PROBLEM: Convert the rows below into a numbered list, starting at the line containing "of the striped" and ending at the line containing "4], [131, 5]]", with blank lines left out.

MATERIAL PROVIDED:
....
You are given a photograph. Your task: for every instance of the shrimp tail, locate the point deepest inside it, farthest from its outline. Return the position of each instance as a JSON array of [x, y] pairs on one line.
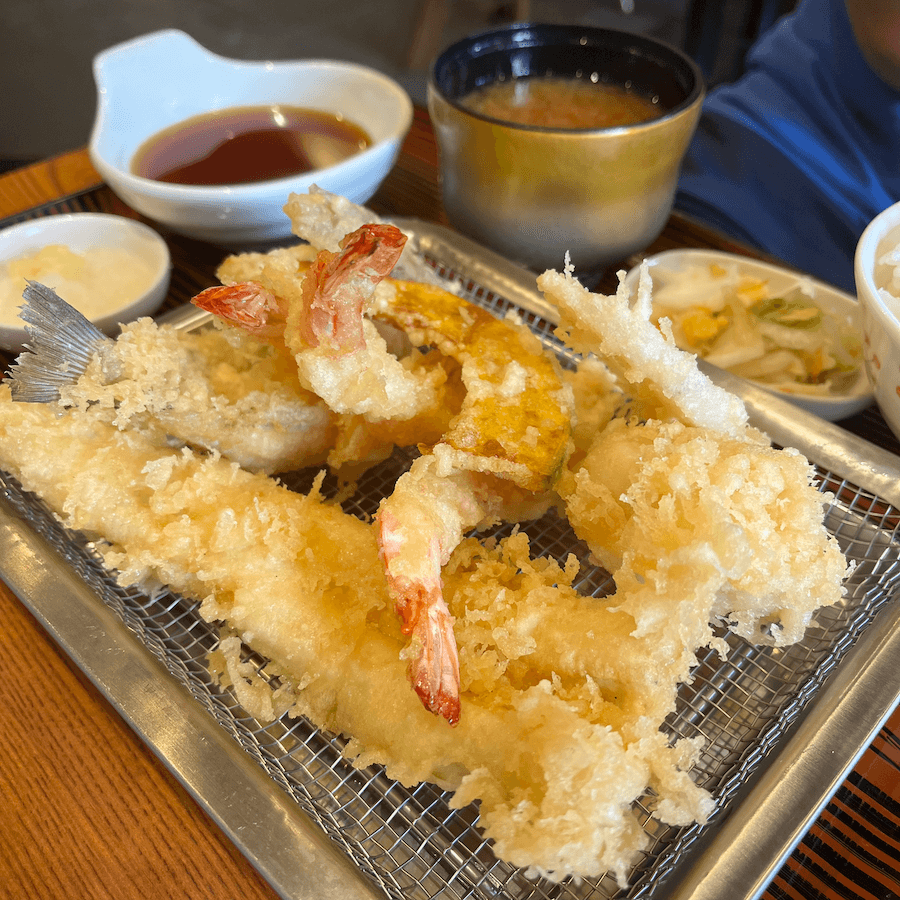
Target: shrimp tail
[[247, 305], [61, 344], [433, 669], [338, 285], [434, 666]]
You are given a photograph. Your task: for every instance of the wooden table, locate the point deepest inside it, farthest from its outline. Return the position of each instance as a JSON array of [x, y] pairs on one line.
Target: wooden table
[[87, 811]]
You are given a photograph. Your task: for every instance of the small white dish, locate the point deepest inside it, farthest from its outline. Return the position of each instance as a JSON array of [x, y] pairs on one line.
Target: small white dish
[[829, 299], [82, 232], [161, 79], [880, 301]]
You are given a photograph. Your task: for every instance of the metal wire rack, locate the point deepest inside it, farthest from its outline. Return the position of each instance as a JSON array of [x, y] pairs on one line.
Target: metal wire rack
[[409, 842]]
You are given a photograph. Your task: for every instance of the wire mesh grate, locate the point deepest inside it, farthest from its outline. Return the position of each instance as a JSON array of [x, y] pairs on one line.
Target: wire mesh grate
[[409, 841]]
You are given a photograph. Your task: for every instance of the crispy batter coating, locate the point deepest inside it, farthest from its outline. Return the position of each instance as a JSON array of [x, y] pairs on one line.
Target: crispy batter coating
[[213, 389], [559, 738]]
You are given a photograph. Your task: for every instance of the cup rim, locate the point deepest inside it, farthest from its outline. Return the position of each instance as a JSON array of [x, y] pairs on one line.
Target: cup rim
[[519, 34]]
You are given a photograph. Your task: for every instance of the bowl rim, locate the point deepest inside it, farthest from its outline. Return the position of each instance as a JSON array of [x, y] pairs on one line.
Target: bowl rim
[[13, 337], [62, 221], [693, 100], [866, 258], [824, 406], [400, 116]]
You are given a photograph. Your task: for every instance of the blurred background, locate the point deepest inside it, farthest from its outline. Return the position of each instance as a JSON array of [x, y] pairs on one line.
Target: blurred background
[[46, 46]]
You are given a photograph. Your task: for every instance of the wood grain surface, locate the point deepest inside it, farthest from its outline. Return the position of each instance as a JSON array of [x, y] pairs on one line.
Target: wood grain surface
[[86, 811]]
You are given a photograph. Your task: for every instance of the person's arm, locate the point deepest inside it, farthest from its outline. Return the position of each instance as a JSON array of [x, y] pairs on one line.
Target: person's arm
[[876, 26]]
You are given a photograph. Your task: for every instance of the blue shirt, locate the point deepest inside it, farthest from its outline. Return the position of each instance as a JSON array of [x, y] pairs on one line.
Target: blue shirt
[[803, 151]]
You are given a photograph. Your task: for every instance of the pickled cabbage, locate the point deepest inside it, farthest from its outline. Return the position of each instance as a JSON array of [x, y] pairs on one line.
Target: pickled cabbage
[[734, 320]]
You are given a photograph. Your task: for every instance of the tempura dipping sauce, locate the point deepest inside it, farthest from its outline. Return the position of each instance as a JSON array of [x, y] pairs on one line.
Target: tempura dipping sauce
[[559, 102], [248, 144], [96, 282]]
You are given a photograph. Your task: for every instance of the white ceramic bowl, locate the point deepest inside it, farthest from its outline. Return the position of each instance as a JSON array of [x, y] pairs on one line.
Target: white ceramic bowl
[[81, 232], [152, 82], [828, 298], [881, 311]]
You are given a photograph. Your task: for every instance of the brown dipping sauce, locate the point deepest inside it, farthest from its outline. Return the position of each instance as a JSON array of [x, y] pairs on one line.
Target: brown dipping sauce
[[247, 144], [558, 102]]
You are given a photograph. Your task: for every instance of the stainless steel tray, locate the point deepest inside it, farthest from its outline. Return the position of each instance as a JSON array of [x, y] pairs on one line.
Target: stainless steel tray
[[783, 727]]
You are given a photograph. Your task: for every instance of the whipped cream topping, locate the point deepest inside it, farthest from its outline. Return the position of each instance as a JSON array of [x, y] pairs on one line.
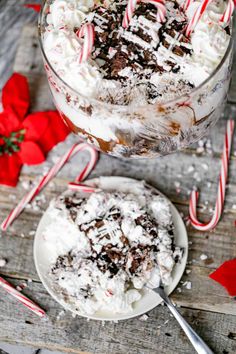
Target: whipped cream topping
[[106, 246], [146, 62]]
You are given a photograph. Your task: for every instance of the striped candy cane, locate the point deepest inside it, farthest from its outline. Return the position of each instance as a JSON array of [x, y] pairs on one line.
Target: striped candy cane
[[228, 11], [86, 32], [221, 187], [79, 187], [197, 16], [22, 298], [52, 172], [186, 4], [131, 5]]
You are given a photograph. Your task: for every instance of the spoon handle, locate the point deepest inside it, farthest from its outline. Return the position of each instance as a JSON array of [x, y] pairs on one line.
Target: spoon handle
[[198, 344]]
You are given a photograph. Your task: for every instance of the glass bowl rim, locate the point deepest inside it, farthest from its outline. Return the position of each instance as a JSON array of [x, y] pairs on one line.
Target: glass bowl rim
[[165, 103]]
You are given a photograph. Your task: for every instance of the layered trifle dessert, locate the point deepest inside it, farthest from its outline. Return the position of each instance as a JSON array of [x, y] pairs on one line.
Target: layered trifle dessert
[[106, 246], [145, 88]]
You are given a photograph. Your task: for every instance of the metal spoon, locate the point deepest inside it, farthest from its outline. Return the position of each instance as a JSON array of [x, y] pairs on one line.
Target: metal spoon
[[198, 344]]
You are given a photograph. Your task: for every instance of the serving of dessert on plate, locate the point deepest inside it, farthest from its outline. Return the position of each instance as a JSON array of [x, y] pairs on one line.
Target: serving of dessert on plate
[[104, 247], [147, 89]]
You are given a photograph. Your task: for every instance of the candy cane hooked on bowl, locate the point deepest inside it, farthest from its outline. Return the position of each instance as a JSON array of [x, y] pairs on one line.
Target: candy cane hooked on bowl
[[86, 32], [228, 11], [22, 298], [52, 172], [221, 186], [197, 16], [131, 5]]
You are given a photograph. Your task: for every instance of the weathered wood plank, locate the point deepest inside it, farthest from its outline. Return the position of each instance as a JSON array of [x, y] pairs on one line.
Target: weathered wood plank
[[170, 175], [159, 334], [219, 245], [13, 16], [134, 336]]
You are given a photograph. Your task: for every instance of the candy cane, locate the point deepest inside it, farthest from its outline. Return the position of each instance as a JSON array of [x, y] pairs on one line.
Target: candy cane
[[82, 188], [197, 16], [186, 4], [221, 187], [228, 11], [22, 298], [86, 31], [52, 172], [131, 5]]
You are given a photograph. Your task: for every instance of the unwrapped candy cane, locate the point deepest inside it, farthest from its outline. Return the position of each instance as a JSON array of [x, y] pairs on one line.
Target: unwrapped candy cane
[[52, 172], [22, 298], [86, 32], [131, 5], [221, 187]]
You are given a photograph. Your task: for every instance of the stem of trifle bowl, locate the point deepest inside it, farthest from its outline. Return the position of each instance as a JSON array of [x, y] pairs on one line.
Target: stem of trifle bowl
[[138, 120]]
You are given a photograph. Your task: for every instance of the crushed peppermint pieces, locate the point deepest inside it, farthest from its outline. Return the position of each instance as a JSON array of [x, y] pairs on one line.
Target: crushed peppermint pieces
[[3, 262]]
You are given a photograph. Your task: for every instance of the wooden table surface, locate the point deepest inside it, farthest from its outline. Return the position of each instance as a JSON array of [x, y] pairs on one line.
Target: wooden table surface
[[206, 306]]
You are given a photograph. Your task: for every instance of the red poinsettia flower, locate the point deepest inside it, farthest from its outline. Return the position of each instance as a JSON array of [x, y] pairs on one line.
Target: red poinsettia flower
[[24, 139], [226, 276]]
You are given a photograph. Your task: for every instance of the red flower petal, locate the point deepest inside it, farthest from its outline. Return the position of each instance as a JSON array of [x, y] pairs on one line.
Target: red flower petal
[[56, 131], [15, 94], [9, 122], [30, 153], [226, 276], [35, 125], [35, 7], [10, 169]]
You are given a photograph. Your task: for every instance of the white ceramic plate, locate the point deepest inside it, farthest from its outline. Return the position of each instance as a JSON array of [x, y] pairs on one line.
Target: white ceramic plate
[[149, 299]]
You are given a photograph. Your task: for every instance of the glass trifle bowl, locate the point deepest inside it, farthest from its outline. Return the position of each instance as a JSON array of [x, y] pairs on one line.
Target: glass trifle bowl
[[146, 90]]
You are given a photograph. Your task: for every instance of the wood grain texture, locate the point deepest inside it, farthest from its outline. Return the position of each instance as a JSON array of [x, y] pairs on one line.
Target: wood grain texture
[[206, 306], [159, 334]]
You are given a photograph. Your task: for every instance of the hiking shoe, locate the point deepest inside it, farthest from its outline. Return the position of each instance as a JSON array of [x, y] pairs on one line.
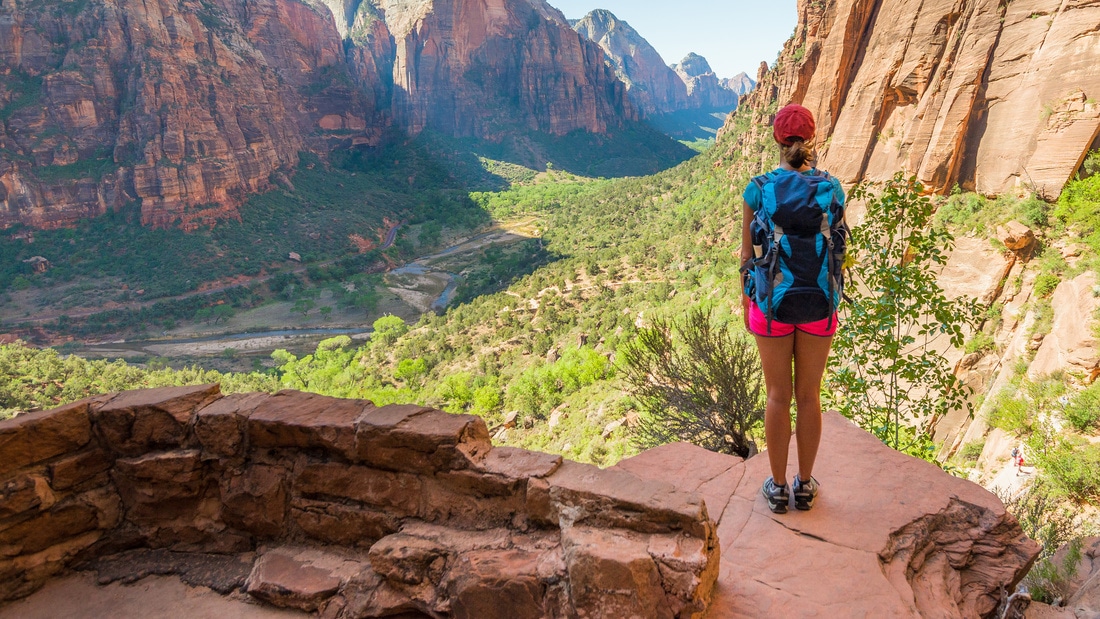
....
WORKED SOLUTION:
1. You are given a photograph. Your task: for every instance of the striped candy cane, locate the point deepest inside it, farthest from its outline. Return the position of each instance as a JSON array of [x, y] pairs on one line.
2. Target: striped candy cane
3. [[228, 11], [86, 32], [221, 187], [79, 187], [197, 16], [22, 298], [52, 172], [186, 4], [131, 5]]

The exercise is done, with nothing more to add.